- WHAT THE TASK REQUIRES -
Although the data below holds other lines too, output only those from the line with "as point(273, 137)." up to and including the line with "as point(45, 50).", exactly as they appear.

/---

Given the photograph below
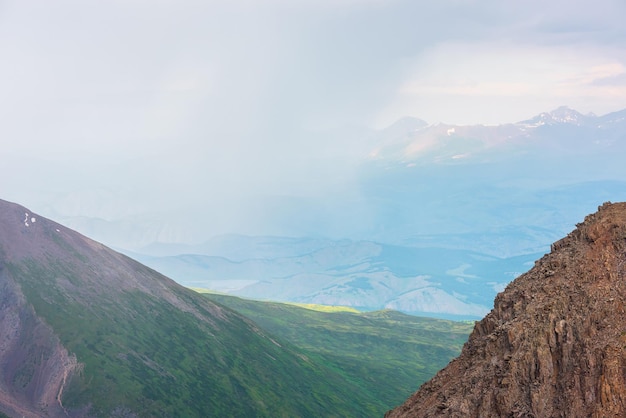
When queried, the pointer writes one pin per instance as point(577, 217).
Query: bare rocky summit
point(555, 343)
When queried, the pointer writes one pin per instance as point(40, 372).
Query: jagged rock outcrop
point(555, 343)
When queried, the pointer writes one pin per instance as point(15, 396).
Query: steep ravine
point(35, 367)
point(555, 343)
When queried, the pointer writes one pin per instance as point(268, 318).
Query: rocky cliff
point(555, 343)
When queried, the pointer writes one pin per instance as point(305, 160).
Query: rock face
point(555, 343)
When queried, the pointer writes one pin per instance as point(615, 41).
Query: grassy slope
point(142, 354)
point(385, 352)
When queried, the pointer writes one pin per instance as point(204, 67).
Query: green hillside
point(142, 354)
point(384, 352)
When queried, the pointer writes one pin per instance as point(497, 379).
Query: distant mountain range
point(88, 332)
point(436, 219)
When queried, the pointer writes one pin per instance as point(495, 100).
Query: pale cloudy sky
point(189, 97)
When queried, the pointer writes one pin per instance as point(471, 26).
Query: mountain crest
point(561, 115)
point(554, 344)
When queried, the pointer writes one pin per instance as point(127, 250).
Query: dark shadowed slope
point(555, 343)
point(87, 331)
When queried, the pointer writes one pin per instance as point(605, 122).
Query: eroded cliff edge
point(555, 343)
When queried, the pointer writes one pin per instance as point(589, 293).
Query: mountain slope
point(554, 344)
point(386, 352)
point(86, 331)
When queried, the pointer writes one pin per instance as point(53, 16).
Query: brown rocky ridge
point(554, 344)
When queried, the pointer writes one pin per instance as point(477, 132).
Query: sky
point(112, 107)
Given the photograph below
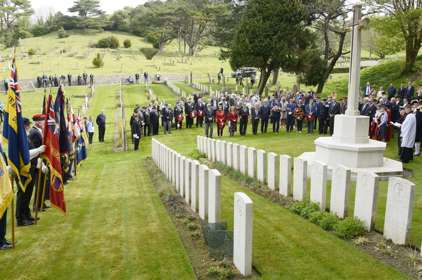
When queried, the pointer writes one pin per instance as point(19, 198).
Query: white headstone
point(365, 198)
point(251, 162)
point(203, 191)
point(243, 159)
point(182, 176)
point(236, 157)
point(214, 179)
point(229, 154)
point(242, 233)
point(218, 150)
point(319, 172)
point(339, 189)
point(178, 156)
point(223, 152)
point(271, 170)
point(398, 213)
point(285, 174)
point(194, 185)
point(187, 180)
point(260, 166)
point(300, 171)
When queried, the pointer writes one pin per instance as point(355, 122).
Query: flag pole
point(12, 206)
point(37, 192)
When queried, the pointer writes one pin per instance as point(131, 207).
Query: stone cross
point(354, 72)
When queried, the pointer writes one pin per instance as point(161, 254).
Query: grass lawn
point(285, 245)
point(116, 226)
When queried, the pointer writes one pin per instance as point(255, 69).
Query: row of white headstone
point(261, 165)
point(195, 182)
point(200, 186)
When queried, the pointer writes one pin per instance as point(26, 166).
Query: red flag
point(52, 156)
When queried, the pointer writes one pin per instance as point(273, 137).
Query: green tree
point(267, 37)
point(408, 14)
point(86, 8)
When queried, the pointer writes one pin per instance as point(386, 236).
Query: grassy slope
point(286, 246)
point(116, 227)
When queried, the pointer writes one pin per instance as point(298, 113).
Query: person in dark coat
point(244, 117)
point(101, 122)
point(264, 115)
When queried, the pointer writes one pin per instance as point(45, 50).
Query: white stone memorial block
point(177, 175)
point(260, 165)
point(243, 159)
point(251, 162)
point(242, 233)
point(218, 150)
point(319, 172)
point(271, 170)
point(300, 171)
point(223, 152)
point(187, 180)
point(398, 213)
point(182, 176)
point(214, 179)
point(340, 184)
point(229, 154)
point(365, 198)
point(236, 157)
point(285, 175)
point(194, 191)
point(209, 149)
point(203, 191)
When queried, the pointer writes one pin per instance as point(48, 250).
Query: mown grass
point(116, 226)
point(285, 245)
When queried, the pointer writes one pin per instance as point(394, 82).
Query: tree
point(267, 36)
point(408, 14)
point(86, 8)
point(13, 10)
point(331, 24)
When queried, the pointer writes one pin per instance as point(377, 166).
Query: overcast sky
point(44, 7)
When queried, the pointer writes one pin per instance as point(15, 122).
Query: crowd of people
point(83, 79)
point(302, 111)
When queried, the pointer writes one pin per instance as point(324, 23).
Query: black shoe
point(25, 223)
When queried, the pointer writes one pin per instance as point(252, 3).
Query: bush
point(328, 221)
point(61, 33)
point(31, 52)
point(297, 207)
point(349, 228)
point(98, 61)
point(149, 53)
point(308, 210)
point(108, 43)
point(316, 217)
point(127, 43)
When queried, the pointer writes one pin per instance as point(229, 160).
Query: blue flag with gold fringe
point(14, 132)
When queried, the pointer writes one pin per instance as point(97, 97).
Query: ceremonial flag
point(14, 132)
point(6, 193)
point(60, 117)
point(52, 156)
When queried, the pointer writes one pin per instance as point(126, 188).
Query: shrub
point(108, 43)
point(127, 43)
point(61, 33)
point(149, 53)
point(316, 217)
point(98, 61)
point(349, 228)
point(297, 207)
point(308, 210)
point(328, 221)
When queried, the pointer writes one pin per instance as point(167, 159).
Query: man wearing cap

\---

- TASK SOLUTION -
When queried, the pointer writes one pin per instance as point(273, 137).
Query: green tree
point(267, 37)
point(408, 14)
point(86, 8)
When queried, the pointer writes one pin per instance as point(386, 236).
Query: grassy slope
point(286, 246)
point(116, 227)
When queried, the pointer writes one pin per instance as point(298, 113).
Query: person in dark coat
point(244, 117)
point(101, 122)
point(264, 115)
When queried, the pointer writes one pin per instance as point(45, 50).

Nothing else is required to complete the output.